## [Pasaje seleccionado]
++++++++++

La infelicidad autoinfligida

«La alegría de vivir depende en último término y directamente de cómo la mente filtre e interprete las experiencias cotidianas».

En El violín de Rothschild, Antón Chéjov relata la historia de Yákov Ivánov, un humilde fabricante de ataúdes y violinista ocasional que pasa las horas obsesionado con el lucro cesante. Por ejemplo, razona, los domingos y las fiestas es pecado trabajar y los lunes son de mal augurio, de modo que en todo el año se cuentan multitud de días en los que por fuerza hay que quedarse de brazos cruzados. Y si alguien se casa sin música o no lo invita a tocar en su boda, eso también constituye una pérdida. O si el superintendente enferma y se marcha a la capital a morir, eso son otros tantos rublos menos.

Cada tarde, Yákov saca el pequeño libro en el que lleva escrupulosamente su triste contabilidad. Obtiene el total anual y calcula, además, lo que le hubiera rentado de tenerlo depositado en un banco, porque aquellos intereses son otro quebranto. «En una palabra, mirara donde mirara, todo eran pérdidas».

Una de esas tardes, mientras mueve exasperado a uno y otro lado las cuentas de su ábaco, le llega desde el dormitorio la vocecilla de su mujer.

—¡Yákov, me muero! —se lamenta.

++++++++++

## [Acción requerida A]
Según el pasaje sobre la infelicidad autoinfligida, ¿a qué se dedica Yákov Ivánov?
## [Acción requerida B]
Retoma el pasaje sobre la infelicidad autoinfligida y prosigue el relato a partir de su última frase.
El material no guarda relación con este ejercicio.

++++++++++

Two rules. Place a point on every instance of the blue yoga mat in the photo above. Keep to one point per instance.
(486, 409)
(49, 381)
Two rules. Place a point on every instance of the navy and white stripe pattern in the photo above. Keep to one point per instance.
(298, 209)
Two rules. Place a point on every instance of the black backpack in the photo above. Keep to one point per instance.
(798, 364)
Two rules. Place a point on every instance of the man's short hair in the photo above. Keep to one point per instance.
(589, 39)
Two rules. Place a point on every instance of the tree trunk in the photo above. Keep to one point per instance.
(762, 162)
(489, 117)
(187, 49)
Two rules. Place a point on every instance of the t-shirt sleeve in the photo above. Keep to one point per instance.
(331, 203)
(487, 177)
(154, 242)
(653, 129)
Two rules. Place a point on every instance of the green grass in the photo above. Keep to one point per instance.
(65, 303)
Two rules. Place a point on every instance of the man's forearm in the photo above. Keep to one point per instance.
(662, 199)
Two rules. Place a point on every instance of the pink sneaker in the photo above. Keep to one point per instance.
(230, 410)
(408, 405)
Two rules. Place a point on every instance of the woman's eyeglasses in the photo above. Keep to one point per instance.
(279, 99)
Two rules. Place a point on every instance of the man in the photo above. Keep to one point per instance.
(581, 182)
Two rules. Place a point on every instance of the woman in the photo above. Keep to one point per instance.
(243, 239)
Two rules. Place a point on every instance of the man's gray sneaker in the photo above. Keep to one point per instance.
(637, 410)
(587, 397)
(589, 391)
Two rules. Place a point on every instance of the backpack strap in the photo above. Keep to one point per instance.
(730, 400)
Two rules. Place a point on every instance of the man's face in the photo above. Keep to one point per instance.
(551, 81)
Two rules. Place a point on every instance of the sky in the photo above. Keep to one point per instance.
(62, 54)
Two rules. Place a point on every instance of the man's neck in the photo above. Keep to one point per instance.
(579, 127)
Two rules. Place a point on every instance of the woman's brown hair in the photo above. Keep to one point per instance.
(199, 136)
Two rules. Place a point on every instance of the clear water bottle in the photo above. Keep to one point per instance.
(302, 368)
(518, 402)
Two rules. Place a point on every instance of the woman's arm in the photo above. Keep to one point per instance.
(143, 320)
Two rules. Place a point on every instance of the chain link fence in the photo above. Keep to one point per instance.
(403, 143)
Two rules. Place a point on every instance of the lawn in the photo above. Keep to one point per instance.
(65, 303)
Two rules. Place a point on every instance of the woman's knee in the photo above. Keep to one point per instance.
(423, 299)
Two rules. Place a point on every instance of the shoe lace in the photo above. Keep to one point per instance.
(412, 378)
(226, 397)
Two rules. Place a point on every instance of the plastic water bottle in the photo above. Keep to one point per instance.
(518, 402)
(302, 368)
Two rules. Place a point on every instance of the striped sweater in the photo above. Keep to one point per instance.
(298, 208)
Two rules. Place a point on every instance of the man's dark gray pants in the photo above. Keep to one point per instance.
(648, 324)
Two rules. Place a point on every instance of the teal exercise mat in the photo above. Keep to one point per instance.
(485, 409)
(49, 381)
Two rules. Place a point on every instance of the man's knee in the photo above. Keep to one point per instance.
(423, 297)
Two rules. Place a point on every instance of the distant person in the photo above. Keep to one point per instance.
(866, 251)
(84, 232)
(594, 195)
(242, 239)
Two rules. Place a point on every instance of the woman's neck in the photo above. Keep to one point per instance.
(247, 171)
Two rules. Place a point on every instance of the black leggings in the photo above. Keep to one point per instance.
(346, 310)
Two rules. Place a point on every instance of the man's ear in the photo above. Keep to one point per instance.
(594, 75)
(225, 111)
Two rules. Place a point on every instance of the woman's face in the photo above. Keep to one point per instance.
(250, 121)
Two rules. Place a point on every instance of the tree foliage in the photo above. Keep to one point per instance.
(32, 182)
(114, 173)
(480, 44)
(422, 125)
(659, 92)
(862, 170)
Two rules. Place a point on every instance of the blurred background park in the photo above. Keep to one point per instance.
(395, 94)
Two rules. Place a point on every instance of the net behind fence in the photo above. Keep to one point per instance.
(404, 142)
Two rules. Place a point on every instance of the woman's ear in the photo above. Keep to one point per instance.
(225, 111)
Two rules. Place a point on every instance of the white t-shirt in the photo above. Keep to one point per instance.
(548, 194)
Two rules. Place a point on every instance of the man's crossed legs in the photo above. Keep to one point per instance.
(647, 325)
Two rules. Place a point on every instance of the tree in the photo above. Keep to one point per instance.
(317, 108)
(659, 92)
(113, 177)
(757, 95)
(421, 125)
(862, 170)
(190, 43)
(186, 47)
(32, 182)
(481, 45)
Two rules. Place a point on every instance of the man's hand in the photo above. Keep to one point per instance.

++++++++++

## [Respuesta del ejercicio A]
Es un humilde fabricante de ataúdes y violinista ocasional.

## [Respuesta del ejercicio B]
Lleva varios días respirando con dificultad, exhausta, apenas se tiene en pie. Yákov la lleva al practicante del pueblo, quien la examina someramente y pregunta cuál es su edad.

—Va a cumplir 70 —responde Yákov.

—¿Lo ve? —dice el practicante—. Una anciana. Es hora de que alcance la gloria.

—Sí, por supuesto, tiene razón, y le damos las gracias por sus atenciones —dice Yákov sonriendo con educación—. Pero si disculpa la expresión, hasta los insectos quieren vivir.

—¿No me diga?

Aquella noche, de vuelta ya en la cabaña, su mujer lo llama de nuevo.

—¿Te acuerdas, Yákov —pregunta, mirándolo con dicha—, de que el Señor nos bendijo hace 50 años con una niñita de rizos dorados? Nos sentábamos a la orilla del río debajo del sauce y cantábamos canciones… —Y riéndose con amargura añade—: Se murió.

Yákov revuelve en su memoria, pero no recuerda ninguna niña ni ningún sauce.

—Estás imaginándote cosas.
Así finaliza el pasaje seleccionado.